Hangi 'çikolatada GDO var!' merak ediyor musunuz?

Çikolata-şekerleme markaları başta olmak üzere gıda üreten firmalar yasalara aldırış etmeden eski sistemi sürdürüyor. 'Tüketici konuyu unuttu' diye yüzlerce GDO'lu ürün, etiketlerinde hiçbir uyarı yapılmadan market raflarında rahatça satılıyor

Hangi 'çikolatada GDO var!' merak ediyor musunuz?

Sevda Yüzbaşıoğlu - Yasemin Salih haberi

Geçen yıl kamuoyu gündemini aylarca meşgul eden genetiği değiştirilmiş organizmalı (GDO) ürünler konusunda tam bir skandal yaşanıyor. Halk arasında 'frankeştayn gıda' olarak da bilinen GDO'lu ürünler, Tarım Bakanlığı'nın 26 Eylül 2010'da yürürlüğe giren yönetmeliği hiçe sayılıp market raflarında hiçbir uyarı yapılmadan satılıyor.

____

Yapılacak iş:
Yukarıdaki GDO'lu ürünler haberini hiçbir kelimesini değiştirmeden baştan sona tekrar yaz.

____

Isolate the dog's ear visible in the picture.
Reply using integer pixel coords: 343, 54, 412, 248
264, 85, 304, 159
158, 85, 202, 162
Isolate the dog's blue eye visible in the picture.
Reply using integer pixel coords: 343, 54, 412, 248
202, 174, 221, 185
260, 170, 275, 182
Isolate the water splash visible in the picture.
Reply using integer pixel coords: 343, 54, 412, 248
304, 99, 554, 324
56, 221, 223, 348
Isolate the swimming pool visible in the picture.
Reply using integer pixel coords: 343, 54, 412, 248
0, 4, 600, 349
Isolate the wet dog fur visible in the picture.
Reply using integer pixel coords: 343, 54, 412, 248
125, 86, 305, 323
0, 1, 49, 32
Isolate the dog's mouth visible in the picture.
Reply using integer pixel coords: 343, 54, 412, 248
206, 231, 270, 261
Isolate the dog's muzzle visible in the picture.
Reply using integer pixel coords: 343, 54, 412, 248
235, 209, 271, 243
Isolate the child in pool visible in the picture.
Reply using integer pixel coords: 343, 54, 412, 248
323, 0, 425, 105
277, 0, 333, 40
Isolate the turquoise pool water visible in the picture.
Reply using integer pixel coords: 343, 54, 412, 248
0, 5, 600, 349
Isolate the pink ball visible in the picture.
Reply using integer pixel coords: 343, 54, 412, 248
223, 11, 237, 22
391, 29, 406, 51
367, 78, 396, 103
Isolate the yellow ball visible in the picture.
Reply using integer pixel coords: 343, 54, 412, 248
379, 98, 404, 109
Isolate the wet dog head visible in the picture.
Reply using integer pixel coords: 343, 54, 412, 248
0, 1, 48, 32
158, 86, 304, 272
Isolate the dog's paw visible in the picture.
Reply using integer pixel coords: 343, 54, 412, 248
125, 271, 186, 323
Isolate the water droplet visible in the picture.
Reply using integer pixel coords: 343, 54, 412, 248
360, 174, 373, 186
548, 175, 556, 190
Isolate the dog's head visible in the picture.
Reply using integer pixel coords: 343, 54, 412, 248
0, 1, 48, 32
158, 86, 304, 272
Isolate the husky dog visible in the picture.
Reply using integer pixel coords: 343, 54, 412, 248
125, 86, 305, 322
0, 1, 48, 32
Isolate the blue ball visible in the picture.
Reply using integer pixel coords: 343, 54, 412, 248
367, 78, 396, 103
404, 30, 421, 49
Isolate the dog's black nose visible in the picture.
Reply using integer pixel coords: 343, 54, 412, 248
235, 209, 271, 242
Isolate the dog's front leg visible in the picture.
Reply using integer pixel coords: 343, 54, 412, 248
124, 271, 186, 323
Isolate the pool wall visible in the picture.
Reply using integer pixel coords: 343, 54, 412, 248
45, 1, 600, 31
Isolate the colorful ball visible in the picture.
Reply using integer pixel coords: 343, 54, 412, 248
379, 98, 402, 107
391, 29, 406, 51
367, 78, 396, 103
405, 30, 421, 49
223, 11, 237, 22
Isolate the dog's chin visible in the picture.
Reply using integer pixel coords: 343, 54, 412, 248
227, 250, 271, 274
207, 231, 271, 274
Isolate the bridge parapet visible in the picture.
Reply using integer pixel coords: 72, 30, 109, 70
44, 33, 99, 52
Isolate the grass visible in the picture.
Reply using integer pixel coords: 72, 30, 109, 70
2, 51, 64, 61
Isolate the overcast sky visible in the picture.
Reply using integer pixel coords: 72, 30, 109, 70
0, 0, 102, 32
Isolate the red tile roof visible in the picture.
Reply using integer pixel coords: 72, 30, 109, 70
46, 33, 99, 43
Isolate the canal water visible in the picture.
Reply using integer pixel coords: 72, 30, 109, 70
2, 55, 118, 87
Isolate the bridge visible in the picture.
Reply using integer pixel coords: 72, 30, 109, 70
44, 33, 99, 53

____

Son cevap:
Hangi 'çikolatada GDO var!' merak ediyor musunuz?

Çikolata-şekerleme markaları başta olmak üzere gıda üreten firmalar yasalara aldırış etmeden eski sistemi sürdürüyor. 'Tüketici konuyu unuttu' diye yüzlerce GDO'lu ürün, etiketlerinde hiçbir uyarı yapılmadan market raflarında rahatça satılıyor

Hangi 'çikolatada GDO var!' merak ediyor musunuz?

Sevda Yüzbaşıoğlu - Yasemin Salih haberi

Geçen yıl kamuoyu gündemini aylarca meşgul eden genetiği değiştirilmiş organizmalı (GDO) ürünler konusunda tam bir skandal yaşanıyor. Halk arasında 'frankeştayn gıda' olarak da bilinen GDO'lu ürünler, Tarım Bakanlığı'nın 26 Eylül 2010'da yürürlüğe giren yönetmeliği hiçe sayılıp market raflarında hiçbir uyarı yapılmadan satılıyor.